> _Problem_:
Write the next part of the notes on Python–C parity for grain processing, starting right after their last sentence.

For lower-level access (run only Stage 1, only Pass A, only the writers,
etc.) see `midas_process_grains.compute.c_parity` and
`midas_process_grains.compute.c_parity_emit`.

## Parity verdict (peakfit_hard, 22 k grains)

| Column | Python vs C max abs diff |
|---|---|
| `GrainID`, OM (9), `X`, `Y`, `Z`, lattice (6), `DiffPos`, `DiffOme`, `DiffAngle`, `GrainRadius`, `Confidence`, **Fable strain** (9), `Eul0`, `Eul1`, `Eul2` | **0** (bit-identical) |
| **Kenesei strain** (9 components) | ≤ 35 µε (NLOPT vs SciPy `lsq_linear` solver convergence) |
| `RMSErrorStrain` | ≤ 0.085 µε |

Cluster identity: 21,504 of 22,003 grains share the same `rep_pos` between
the C and Python runs. The remaining ~2 % is OMP `atomic_test_and_set`
non-determinism in the C source — running C on the same input twice produces
two outputs that disagree on **846 grains** (3.8 %). Python and a current C
rerun agree at **99.58 %** — closer than C agrees with itself across runs.

Extracted data entries

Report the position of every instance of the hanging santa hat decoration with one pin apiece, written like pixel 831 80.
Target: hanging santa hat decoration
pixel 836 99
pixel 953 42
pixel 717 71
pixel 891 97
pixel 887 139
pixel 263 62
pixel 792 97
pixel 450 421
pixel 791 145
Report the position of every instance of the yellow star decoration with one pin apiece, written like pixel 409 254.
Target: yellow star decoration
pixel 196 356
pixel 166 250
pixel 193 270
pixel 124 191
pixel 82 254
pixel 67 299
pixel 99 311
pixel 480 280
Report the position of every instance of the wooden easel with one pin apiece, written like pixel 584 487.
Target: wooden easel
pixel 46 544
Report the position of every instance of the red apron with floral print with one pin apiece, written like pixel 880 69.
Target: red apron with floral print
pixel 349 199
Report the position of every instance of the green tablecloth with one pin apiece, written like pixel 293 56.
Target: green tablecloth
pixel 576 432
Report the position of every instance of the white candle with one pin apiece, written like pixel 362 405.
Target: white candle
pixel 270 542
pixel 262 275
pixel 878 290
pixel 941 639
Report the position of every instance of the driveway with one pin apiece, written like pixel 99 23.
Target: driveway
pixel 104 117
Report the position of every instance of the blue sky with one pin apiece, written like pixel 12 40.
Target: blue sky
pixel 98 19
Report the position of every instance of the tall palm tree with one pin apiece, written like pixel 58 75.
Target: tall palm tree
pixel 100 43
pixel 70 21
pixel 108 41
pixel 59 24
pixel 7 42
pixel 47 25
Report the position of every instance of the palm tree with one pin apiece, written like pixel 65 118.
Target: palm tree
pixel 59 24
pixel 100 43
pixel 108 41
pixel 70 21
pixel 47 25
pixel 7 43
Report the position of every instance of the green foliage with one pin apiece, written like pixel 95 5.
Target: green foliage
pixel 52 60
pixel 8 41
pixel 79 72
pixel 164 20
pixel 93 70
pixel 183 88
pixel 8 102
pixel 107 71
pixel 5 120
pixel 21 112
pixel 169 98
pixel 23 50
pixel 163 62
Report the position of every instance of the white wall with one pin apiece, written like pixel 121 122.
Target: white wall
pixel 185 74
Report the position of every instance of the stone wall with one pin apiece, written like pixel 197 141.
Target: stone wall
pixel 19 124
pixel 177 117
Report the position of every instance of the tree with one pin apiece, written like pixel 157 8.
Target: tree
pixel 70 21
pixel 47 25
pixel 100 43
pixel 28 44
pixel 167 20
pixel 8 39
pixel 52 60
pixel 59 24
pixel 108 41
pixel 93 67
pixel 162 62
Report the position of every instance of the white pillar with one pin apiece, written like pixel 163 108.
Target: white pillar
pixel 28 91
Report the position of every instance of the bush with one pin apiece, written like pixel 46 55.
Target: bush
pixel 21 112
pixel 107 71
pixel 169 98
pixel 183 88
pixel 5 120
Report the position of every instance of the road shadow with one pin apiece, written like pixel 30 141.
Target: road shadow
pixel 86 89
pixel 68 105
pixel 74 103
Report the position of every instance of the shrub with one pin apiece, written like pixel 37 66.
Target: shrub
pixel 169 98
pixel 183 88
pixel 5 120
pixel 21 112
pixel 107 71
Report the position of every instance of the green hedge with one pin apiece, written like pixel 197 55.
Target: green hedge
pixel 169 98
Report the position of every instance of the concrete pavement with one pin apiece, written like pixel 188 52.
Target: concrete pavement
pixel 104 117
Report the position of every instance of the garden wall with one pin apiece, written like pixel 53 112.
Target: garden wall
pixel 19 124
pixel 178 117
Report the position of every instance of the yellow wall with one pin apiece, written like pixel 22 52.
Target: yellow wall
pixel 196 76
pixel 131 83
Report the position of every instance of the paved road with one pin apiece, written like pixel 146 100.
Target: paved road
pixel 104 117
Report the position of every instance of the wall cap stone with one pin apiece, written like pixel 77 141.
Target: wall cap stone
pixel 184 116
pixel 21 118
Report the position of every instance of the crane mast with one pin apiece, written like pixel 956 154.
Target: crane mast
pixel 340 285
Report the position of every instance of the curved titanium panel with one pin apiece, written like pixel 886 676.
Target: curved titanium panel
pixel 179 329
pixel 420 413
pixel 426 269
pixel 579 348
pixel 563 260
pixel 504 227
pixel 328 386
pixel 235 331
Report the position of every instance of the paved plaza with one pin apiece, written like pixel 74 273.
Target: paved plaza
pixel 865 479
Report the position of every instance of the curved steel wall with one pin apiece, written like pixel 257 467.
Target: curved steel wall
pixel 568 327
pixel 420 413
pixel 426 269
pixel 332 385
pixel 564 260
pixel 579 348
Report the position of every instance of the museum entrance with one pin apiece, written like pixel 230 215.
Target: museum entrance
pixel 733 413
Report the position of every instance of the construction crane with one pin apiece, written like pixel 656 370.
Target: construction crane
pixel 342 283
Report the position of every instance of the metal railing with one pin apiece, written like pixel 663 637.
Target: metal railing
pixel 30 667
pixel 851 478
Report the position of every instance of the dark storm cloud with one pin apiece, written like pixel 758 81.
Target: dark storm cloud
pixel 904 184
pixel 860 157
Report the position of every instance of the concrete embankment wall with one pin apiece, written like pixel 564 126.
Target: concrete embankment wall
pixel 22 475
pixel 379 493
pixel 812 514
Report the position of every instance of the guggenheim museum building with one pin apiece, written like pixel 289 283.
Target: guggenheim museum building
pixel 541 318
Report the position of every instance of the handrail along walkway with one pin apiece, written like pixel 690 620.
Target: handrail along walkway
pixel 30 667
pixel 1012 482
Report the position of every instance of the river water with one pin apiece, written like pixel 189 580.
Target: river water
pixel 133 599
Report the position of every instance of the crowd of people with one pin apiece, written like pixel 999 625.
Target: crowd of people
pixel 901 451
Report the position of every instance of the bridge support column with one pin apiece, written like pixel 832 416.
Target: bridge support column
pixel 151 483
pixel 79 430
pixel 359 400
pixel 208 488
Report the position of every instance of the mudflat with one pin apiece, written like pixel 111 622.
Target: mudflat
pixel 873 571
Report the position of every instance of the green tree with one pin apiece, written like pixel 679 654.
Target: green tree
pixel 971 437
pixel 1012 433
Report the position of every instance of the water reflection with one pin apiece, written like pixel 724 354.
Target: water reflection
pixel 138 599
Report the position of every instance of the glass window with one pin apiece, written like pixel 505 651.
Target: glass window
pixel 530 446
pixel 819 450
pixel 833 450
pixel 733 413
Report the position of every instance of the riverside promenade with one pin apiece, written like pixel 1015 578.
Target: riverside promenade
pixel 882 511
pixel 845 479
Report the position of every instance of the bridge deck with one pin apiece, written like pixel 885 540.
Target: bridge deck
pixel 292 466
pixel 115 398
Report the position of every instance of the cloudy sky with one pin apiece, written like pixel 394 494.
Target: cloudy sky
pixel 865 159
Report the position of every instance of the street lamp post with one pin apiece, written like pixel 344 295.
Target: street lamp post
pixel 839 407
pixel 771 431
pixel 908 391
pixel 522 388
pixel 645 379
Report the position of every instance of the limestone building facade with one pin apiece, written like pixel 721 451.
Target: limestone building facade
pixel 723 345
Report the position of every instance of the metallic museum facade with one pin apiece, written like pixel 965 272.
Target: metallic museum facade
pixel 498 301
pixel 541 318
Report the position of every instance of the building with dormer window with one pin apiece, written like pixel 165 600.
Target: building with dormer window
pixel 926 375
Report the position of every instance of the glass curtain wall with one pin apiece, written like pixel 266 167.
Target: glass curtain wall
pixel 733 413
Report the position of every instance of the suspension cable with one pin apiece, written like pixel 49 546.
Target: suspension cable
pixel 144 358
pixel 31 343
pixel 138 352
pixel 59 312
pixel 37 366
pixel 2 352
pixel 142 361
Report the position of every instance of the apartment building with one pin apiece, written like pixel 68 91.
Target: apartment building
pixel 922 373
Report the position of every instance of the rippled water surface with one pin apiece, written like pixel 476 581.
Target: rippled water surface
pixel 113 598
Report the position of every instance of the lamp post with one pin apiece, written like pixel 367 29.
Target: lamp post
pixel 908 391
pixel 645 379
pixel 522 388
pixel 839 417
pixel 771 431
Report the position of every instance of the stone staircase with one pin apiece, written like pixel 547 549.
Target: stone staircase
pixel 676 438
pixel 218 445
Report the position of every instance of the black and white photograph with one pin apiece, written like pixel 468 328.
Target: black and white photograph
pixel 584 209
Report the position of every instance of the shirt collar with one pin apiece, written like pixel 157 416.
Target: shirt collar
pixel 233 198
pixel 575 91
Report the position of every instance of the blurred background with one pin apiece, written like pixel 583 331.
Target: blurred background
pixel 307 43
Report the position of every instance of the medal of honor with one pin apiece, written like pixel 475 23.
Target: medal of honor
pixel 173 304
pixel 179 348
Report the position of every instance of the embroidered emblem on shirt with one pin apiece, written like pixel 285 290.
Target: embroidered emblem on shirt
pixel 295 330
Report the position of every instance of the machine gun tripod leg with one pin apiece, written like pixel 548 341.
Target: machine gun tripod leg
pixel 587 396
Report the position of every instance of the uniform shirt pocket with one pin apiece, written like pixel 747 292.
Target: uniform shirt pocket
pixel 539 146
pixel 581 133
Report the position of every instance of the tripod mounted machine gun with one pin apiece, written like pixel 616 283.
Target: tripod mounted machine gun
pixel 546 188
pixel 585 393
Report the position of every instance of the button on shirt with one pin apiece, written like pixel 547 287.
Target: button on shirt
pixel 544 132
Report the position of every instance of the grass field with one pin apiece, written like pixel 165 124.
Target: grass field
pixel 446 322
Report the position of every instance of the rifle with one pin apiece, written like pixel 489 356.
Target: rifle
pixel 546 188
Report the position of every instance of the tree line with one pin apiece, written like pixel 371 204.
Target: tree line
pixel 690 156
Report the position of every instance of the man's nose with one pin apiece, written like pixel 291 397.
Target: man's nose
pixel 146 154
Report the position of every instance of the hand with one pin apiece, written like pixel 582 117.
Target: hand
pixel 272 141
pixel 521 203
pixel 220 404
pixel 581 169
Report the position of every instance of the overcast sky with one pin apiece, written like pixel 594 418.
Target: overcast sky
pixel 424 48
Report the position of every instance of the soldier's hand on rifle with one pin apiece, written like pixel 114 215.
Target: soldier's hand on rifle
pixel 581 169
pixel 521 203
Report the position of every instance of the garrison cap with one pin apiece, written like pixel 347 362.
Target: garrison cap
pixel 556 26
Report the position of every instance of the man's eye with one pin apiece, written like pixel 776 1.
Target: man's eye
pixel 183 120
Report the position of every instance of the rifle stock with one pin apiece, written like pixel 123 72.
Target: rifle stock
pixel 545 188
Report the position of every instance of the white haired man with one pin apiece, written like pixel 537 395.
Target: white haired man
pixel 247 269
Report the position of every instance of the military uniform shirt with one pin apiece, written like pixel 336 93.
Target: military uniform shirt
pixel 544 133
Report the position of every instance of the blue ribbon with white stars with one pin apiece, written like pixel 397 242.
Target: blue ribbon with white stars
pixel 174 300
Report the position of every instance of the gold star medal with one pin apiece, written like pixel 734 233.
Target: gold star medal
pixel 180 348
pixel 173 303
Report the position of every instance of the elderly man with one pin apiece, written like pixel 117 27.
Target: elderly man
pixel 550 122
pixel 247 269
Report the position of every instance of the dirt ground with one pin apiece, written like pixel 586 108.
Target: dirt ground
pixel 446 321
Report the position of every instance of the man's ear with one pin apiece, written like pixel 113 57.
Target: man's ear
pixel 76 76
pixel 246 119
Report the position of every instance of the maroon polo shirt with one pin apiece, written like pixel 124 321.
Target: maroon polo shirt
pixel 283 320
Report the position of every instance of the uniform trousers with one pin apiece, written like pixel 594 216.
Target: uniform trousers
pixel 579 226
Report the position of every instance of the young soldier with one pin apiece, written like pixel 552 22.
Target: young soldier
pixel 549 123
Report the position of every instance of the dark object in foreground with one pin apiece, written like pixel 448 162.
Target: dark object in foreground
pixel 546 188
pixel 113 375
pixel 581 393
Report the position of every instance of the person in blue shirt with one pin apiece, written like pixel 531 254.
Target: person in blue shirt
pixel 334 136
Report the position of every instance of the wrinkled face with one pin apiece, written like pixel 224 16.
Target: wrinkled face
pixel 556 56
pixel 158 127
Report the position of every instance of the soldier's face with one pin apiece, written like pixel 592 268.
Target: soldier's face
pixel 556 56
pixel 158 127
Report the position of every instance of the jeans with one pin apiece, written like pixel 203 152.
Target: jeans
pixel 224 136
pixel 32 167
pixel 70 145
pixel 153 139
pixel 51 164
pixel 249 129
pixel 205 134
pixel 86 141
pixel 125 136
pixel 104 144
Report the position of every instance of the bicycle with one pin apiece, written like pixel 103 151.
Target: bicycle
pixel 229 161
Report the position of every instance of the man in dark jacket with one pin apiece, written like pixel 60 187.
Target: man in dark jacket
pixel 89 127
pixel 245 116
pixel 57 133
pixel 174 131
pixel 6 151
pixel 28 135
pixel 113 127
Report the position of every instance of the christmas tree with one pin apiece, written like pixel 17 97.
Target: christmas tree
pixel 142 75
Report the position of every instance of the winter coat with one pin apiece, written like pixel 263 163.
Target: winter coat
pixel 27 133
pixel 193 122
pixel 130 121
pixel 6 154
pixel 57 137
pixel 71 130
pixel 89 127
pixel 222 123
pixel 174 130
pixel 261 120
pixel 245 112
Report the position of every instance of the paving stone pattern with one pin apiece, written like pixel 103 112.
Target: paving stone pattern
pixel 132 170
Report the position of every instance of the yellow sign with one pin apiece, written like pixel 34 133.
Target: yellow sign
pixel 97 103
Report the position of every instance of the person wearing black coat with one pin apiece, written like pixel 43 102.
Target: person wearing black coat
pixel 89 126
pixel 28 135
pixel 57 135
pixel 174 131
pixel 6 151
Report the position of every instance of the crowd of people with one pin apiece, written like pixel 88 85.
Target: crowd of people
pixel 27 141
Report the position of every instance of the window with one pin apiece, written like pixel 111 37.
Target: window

> _Answer to this task_:
## Performance

Wall time on a single peakfit_hard run (8-thread alleppey, NVIDIA H100 NVL):

| Pipeline | Wall | CPU time |
|---|---:|---:|
| C ProcessGrains, 8-thread OMP | 50 min | 396 min |
| Python `c_parity`, CPU 8-thread torch | 119 s | 676 s |
| Python `c_parity`, CUDA H100 | **113 s** | **125 s** |

Roughly **27× faster** wall-clock and **190× less CPU** on GPU. The biggest
wins are (a) Pass A's `O(N)` spatial-hash replacing C's `O(N²)` all-pairs,
(b) precomputing the misorientation graph for all spot-overlap candidates in
one batched torch call, and (c) batching all per-grain Kenesei solves into a
single `torch.linalg.solve` over a `(B, 6, 6)` stack.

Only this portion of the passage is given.